=== Available data ===

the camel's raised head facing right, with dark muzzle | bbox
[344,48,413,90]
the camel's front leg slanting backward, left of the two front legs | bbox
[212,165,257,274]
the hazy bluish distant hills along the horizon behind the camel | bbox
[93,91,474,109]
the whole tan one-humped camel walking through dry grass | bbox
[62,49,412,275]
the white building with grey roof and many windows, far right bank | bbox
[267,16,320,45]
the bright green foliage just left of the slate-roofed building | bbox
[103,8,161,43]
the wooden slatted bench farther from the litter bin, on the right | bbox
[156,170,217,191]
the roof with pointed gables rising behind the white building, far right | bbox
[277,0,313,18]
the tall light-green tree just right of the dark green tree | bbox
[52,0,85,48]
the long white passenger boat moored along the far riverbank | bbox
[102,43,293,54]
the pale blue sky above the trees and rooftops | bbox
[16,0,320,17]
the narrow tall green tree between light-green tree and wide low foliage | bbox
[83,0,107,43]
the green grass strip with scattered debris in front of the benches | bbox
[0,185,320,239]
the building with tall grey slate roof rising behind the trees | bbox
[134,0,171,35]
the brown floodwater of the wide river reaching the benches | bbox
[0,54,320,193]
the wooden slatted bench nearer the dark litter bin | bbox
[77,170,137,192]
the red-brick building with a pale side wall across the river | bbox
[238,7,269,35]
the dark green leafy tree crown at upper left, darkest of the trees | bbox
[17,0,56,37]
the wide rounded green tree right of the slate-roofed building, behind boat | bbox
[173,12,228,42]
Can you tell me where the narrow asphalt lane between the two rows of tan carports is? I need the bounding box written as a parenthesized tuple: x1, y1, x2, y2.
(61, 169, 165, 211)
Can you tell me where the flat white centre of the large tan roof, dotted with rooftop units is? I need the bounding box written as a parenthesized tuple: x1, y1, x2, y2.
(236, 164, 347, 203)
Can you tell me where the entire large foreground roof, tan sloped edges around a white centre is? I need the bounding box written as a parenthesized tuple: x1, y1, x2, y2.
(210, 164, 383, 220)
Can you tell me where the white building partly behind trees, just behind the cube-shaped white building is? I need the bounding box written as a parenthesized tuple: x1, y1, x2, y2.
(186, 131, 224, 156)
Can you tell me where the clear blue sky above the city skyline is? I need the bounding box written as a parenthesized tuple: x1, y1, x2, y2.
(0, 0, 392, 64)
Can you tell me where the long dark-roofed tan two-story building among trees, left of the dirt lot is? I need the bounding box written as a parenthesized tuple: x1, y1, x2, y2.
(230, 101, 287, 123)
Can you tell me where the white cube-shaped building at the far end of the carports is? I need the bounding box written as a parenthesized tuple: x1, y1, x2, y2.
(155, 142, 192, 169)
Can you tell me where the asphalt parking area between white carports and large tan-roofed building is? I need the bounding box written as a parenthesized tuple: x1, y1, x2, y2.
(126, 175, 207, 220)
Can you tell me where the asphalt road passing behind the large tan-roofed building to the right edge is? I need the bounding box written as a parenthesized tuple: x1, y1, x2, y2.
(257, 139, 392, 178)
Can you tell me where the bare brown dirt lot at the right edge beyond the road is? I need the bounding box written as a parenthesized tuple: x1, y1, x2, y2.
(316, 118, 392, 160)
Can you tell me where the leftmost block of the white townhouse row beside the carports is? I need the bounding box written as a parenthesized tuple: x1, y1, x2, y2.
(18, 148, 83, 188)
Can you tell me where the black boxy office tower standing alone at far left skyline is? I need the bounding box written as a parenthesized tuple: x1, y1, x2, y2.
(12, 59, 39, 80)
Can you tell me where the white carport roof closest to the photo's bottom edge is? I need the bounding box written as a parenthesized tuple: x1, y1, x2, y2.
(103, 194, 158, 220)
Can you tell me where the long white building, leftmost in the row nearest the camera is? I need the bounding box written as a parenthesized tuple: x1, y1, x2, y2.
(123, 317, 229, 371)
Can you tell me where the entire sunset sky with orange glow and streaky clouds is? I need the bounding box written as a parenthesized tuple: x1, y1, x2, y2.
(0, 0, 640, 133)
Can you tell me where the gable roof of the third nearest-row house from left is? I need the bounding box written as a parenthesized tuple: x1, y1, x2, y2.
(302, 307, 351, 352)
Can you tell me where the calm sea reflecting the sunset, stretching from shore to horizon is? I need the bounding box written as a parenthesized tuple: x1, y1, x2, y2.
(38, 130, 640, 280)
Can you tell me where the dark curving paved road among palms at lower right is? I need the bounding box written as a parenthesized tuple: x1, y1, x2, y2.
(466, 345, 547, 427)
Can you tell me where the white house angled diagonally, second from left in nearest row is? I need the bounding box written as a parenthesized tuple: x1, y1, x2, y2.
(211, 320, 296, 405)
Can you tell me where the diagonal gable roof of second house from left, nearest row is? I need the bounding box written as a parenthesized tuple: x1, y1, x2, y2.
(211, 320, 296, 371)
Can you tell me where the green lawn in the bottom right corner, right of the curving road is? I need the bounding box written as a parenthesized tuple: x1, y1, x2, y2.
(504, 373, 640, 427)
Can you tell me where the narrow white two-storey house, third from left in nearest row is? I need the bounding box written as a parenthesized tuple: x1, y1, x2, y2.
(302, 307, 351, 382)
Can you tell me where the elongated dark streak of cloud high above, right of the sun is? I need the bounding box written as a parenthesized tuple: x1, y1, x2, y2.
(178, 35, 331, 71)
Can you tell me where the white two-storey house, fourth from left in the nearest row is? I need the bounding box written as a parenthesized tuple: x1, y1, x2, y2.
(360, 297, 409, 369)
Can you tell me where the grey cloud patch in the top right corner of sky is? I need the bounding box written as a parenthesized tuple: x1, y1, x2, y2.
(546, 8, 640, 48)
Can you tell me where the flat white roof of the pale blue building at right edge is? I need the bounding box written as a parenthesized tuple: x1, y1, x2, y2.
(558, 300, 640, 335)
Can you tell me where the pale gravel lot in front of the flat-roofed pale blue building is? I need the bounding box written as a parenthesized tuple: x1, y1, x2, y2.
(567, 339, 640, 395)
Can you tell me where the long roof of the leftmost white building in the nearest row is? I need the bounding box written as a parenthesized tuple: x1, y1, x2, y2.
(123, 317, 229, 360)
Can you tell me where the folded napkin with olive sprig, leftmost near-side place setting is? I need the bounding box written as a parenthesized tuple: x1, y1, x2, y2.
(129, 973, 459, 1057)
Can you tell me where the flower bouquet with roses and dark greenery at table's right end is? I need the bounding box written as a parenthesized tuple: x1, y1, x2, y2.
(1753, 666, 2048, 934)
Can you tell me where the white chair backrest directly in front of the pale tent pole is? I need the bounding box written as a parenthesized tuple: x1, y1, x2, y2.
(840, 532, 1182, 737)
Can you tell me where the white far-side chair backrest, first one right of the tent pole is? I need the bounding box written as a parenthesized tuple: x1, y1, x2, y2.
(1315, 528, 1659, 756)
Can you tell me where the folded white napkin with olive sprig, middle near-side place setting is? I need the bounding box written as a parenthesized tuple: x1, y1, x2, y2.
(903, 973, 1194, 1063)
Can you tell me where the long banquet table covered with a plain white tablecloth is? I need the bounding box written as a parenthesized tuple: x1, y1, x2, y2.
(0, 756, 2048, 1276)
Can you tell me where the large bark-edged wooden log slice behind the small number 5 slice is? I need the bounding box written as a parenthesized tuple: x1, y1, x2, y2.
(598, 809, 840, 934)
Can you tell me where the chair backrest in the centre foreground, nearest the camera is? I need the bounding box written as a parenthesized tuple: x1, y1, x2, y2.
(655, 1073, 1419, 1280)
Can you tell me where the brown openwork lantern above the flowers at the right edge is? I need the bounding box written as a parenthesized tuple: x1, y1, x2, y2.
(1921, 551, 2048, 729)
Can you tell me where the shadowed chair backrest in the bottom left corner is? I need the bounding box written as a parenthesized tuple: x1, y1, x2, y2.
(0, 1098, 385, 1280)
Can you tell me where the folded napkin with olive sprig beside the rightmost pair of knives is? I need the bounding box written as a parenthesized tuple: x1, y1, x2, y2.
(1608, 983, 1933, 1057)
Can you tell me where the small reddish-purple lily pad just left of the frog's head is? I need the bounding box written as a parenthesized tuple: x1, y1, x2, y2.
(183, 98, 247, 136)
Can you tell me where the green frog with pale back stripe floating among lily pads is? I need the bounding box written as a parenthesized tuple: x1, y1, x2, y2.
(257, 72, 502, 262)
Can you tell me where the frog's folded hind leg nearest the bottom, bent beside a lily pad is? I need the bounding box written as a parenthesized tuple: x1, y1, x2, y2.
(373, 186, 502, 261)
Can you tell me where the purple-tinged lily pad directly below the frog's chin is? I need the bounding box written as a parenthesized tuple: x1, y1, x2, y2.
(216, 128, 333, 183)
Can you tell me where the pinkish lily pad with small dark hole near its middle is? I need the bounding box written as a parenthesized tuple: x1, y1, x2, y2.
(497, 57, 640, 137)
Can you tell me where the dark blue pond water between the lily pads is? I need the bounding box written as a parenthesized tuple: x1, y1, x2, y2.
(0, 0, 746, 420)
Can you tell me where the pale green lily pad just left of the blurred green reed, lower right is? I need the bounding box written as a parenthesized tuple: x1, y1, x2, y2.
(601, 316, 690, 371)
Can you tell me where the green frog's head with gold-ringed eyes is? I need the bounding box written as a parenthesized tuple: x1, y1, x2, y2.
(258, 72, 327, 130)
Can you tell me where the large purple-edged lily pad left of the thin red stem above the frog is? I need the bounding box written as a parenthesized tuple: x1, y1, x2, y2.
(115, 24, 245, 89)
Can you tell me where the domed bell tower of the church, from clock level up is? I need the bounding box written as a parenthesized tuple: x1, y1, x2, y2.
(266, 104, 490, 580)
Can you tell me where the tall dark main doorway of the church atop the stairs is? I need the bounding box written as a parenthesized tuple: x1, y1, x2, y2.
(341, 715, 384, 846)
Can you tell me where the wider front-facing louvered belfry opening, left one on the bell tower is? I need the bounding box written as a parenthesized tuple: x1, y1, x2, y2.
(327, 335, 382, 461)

===

### What you need to do
Exactly the lines from the one containing "Can you tell me where the large purple-edged" through the end of the records above are to be printed, and no others.

### The answer
Can you tell me where the large purple-edged lily pad left of the thin red stem above the frog is? I need the bounding box written as a parenthesized tuple: x1, y1, x2, y2.
(115, 24, 245, 89)
Can you tell me where the domed bell tower of the church, from clock level up is? I need the bounding box written as a parenthesized tuple: x1, y1, x2, y2.
(266, 104, 490, 580)
Can you tell me where the tall dark main doorway of the church atop the stairs is? I need the bounding box written as a parenthesized tuple: x1, y1, x2, y2.
(341, 715, 384, 846)
Can you tell me where the wider front-facing louvered belfry opening, left one on the bell tower is? I need the bounding box written as a parenthesized tuple: x1, y1, x2, y2.
(327, 335, 382, 461)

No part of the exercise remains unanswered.